Health state valuation exercises have conventionally been undertaken in face-to-face interviews in a one-to-one setting. For example, in the measurement and valuation of health (MVH) study conducted by Dolan et al. [1], each respondent was interviewed in their own home by a trained interviewer who used physical props (such as a specially designed double-sided TTO board) to guide the respondent through each task. The MVH approach is extremely resource intensive, and developments in computer technology have the potential to reduce the data collection burden [2, 3]. Computer-based surveys can be custom-designed to present information and collect choice data in a clear, user-friendly manner. The TTO method may be particularly well-suited to computer-assisted administration because of the capability to programme a series of ‘iterative steps’ which guide respondents towards their desired valuation (given by their point of indifference between the two hypothetical lives). Including TTO tasks as part of web-based surveys could potentially offer a cost-effective means of collecting a large amount of data in a very short period of time.

However, since TTO is a cognitively challenging task [4], it has generally been assumed that a trained interviewer must be present to provide instruction and guidance in order to ensure data quality. It is also clear that the mode of administration can have serious effects on data quality [5]. For example, in a randomised study comparing two modes of administering valuations of EQ-5D health states using TTO (face-to-face, interviewer-led vs. online, self-complete), Norman et al. reported that the online arm yielded larger proportions of central and extreme values (0, 1 and −1) than did the face-to-face arm [3]. However, while online self-completion of TTO tasks with no interviewer assistance may be problematic, alternative settings, such as a group interview session where respondents self-complete computer-based surveys with interviewers on hand to provide instruction and assistance as required, offer a potentially attractive compromise.

::::::::::

In the passage on health state valuation, what did Norman et al. report about the online arm compared with the face-to-face arm? The lines that come next are separate material and are not part of the passage on health state valuation.

**Entries shown:**
::::::::::

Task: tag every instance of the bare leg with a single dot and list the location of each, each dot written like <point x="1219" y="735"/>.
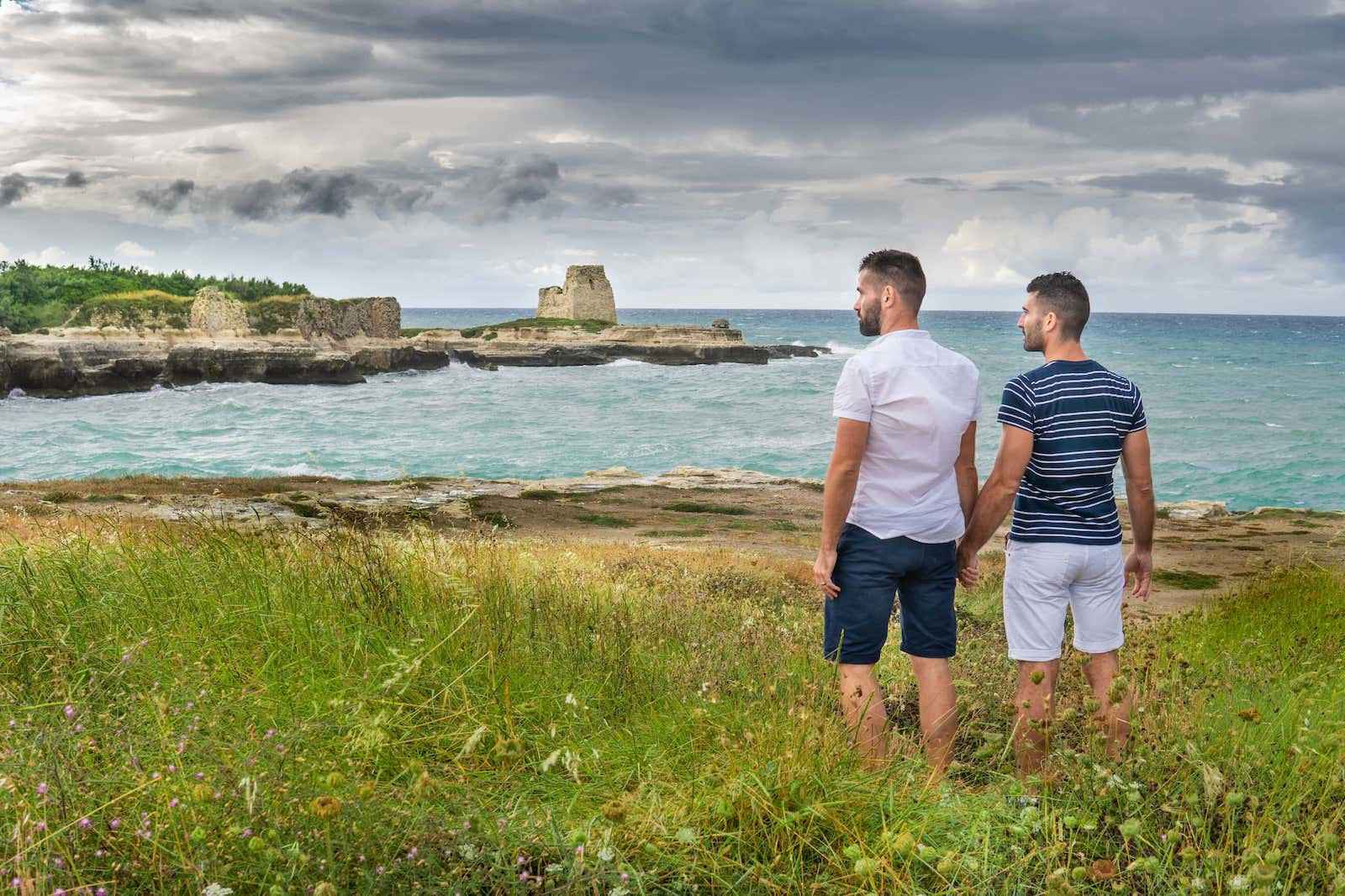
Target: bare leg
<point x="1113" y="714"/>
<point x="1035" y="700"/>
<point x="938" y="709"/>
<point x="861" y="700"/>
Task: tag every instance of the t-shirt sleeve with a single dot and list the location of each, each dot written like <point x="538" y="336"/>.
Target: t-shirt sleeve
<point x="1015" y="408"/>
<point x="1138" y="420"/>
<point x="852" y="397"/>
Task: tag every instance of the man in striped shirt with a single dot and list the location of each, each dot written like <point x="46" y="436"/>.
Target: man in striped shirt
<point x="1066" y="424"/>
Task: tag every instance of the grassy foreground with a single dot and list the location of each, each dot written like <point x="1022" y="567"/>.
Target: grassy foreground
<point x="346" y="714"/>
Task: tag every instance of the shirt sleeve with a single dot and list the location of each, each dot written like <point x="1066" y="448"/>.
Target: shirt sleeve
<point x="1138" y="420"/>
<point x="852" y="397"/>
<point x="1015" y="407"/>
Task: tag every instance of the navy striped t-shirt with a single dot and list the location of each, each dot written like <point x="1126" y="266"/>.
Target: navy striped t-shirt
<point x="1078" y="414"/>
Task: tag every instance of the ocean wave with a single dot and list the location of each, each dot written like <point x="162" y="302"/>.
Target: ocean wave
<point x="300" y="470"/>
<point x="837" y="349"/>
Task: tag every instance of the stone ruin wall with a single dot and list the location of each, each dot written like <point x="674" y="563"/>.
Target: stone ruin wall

::::::::::

**Exercise solution:**
The online arm yielded larger proportions of central and extreme values (0, 1 and −1) than the face-to-face arm.